Problèmes à résoudre –
**a.** Transcrivez, dans le texte sur les greffes du visage, le passage qui va de « Une fois le » jusqu'à « et de glace. ».
**b.** Pouvez-vous poursuivre le texte sur les greffes du visage à partir de sa dernière phrase ?

Extrait cité –
☆ ☆ ☆ ☆ ☆ ☆ ☆

En avril et mai de la même année, l’équipe réalisait deux autres greffes complètes du visage. D’abord sur un homme de 30 ans, Mitch H., défiguré en 2001 par un courant de haute tension, puis sur une femme de 57 ans, Charla N., victime d’une attaque d’un chimpanzé devenu fou.
L’équipe décrit maintenant dans le « New England Journal of Medicine » ces procédures complexes et l’évolution des trois patients.
Chaque patient a été sélectionné au terme d’un processus rigoureux d’évaluation par une équipe multidisciplinaire (incluant un éthicien), et chacun a du signer un consentement éclairé.
Une fois le candidat approuvé, l’équipe a du collaborer étroitement avec la « New England Organ Bank » (banque d’organe New England) afin d’identifier un donneur approprié en mort cérébrale et obtenir le consentement de sa famille.
Chaque greffe du visage faisait intervenir plusieurs équipes de chirurgiens. Une équipe récupérait chez le donneur les tissus du visage, en isolant les principaux nerfs moteurs et sensitifs et les vaisseaux artériels et veineux, ainsi que des tissus sentinelles ; puis ces tissus étaient transportés dans un mélange d’eau et de glace.
Des lambeaux sentinelles.
Une seconde équipe préparait le visage du receveur puis greffait les nouveaux tissus, paupières, nez, lèvres, joues et menton compris, en reconnectant de chaque coté des nerfs sensitifs et moteurs et simplement une veine et une artère. Cette intervention durait entre 14 et 19 heures. Une troisième équipe greffait des lambeaux de peau sentinelles.
Tous les patients recevaient une immunosuppression ajustée au fil du temps, et le rejet de greffe était surveillé régulièrement par des biopsies cutanées des allogreffes sentinelles et faciales.
Ils recevaient en outre une prophylaxie antibactérienne et antifongique périopératoire, et une trachéotomie retirée dans les 3 mois.
Les principales complications au cours du suivi de six mois - une infection chez les 3 patients et un épisode de rejet de greffe chez le deuxième et le troisième patient - ont été traitées avec succès.
L’immunosuppression a pu être réduite à une bithérapie par mycophénolate mofétil et tacrolimus, de façon à minimiser les effets secondaires.

☆ ☆ ☆ ☆ ☆ ☆ ☆

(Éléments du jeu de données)
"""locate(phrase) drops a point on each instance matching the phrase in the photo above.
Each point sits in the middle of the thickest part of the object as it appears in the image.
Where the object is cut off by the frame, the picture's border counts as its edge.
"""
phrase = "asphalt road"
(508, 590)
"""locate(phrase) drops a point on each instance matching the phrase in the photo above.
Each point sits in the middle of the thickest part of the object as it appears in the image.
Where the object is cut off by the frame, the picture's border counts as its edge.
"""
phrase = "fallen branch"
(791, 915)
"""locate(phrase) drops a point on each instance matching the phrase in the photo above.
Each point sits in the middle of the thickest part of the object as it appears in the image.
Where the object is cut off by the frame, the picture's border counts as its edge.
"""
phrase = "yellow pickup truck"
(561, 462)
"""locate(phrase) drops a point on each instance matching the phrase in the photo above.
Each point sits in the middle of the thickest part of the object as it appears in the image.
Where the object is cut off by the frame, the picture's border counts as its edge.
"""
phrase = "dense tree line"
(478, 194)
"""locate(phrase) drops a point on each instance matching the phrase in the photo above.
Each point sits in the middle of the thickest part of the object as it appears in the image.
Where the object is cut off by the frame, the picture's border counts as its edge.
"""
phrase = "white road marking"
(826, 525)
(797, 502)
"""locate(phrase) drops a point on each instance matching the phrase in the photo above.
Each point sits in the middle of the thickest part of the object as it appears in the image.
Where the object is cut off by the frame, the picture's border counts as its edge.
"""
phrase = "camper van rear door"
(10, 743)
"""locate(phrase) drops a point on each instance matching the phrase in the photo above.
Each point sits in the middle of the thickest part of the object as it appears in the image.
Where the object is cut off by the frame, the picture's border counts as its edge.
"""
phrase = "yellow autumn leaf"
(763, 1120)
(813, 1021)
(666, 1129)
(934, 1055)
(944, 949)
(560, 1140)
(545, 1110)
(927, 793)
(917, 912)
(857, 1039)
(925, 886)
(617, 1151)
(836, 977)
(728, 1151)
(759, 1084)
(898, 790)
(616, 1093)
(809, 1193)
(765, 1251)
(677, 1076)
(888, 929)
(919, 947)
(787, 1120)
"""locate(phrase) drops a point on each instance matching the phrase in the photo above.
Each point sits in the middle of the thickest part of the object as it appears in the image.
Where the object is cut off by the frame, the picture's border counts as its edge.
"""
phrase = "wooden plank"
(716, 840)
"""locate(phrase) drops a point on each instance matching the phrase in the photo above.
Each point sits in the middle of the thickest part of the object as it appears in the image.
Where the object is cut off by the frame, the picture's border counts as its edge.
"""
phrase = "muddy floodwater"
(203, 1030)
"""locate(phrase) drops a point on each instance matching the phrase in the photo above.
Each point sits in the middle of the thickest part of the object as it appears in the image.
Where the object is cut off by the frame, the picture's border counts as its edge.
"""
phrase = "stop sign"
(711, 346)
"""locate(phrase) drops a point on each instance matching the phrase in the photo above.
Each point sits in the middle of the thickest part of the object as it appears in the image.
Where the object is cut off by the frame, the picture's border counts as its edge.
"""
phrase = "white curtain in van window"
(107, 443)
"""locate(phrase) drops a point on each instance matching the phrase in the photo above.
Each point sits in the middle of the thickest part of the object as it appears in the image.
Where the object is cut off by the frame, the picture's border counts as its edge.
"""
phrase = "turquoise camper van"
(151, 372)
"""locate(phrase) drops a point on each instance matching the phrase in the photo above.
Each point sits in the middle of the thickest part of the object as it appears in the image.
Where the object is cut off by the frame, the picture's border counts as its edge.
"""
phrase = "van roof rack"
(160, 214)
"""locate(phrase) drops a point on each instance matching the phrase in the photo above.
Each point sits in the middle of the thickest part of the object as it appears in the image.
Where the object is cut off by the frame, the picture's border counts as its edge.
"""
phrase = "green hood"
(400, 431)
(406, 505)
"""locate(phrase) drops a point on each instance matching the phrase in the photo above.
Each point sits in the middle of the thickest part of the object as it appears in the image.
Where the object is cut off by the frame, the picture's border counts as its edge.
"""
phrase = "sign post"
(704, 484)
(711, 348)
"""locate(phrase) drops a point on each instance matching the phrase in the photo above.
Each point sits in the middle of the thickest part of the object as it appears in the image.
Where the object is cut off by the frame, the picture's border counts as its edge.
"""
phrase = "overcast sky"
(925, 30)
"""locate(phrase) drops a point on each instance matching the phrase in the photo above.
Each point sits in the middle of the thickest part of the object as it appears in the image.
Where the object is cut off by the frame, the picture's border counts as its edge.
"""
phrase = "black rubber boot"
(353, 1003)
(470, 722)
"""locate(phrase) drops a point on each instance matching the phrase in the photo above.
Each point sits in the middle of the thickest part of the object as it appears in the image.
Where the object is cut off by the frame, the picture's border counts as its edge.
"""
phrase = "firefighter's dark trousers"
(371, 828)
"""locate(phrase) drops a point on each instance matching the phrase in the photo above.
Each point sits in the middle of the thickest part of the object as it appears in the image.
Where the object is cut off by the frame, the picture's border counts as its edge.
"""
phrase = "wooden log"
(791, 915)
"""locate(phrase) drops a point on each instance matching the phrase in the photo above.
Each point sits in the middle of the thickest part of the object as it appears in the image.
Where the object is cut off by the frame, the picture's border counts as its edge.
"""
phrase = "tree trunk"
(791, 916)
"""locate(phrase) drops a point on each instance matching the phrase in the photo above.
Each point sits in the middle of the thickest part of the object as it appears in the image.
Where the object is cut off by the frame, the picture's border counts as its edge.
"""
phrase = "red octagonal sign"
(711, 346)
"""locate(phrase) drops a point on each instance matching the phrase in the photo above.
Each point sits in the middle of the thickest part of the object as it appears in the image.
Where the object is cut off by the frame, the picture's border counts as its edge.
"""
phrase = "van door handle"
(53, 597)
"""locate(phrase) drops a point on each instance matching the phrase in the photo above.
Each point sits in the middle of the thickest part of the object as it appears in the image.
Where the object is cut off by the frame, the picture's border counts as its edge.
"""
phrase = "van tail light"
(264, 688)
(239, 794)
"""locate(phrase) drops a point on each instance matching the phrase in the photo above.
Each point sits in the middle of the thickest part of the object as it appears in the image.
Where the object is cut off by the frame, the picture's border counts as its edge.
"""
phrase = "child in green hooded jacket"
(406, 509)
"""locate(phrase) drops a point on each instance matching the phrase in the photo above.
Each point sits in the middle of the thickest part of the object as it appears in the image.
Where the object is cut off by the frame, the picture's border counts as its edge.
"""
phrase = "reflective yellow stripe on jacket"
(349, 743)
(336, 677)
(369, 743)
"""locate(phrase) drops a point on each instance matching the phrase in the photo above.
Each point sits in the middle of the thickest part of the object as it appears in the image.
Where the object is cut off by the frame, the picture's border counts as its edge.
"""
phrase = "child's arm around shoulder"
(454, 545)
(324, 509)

☆ ☆ ☆ ☆ ☆ ☆ ☆

Corrigés des exercices –
**a.**
Une fois le candidat approuvé, l’équipe a du collaborer étroitement avec la « New England Organ Bank » (banque d’organe New England) afin d’identifier un donneur approprié en mort cérébrale et obtenir le consentement de sa famille.
Chaque greffe du visage faisait intervenir plusieurs équipes de chirurgiens. Une équipe récupérait chez le donneur les tissus du visage, en isolant les principaux nerfs moteurs et sensitifs et les vaisseaux artériels et veineux, ainsi que des tissus sentinelles ; puis ces tissus étaient transportés dans un mélange d’eau et de glace.

**b.**
Fonction motrice.
Les trois patients vont bien. Bien qu’ils présentent un nouveau visage (quelque part entre leur visage original et celui du donneur car les tissus s’adaptent à la morphologie osseuse du receveur), les patients restent facilement identifiables par leur parole et leur langage corporel. Tous ont retrouvé une certaine sensibilité du visage, et le premier patient a récupéré la fonction motrice du côté droit tandis que le deuxième patient est capable de bouger ses lèvres. Seule la troisième patiente n’a pas encore récupéré de fonction motrice.
« En dépit de complications importantes et du suivi à court terme, cette étude vient étayer l’idée selon laquelle la greffe totale du visage est capable de restaurer des déficits majeurs, en utilisant une immunosuppression conventionnelle avec retrait précoce des corticoïdes », concluent les chercheurs.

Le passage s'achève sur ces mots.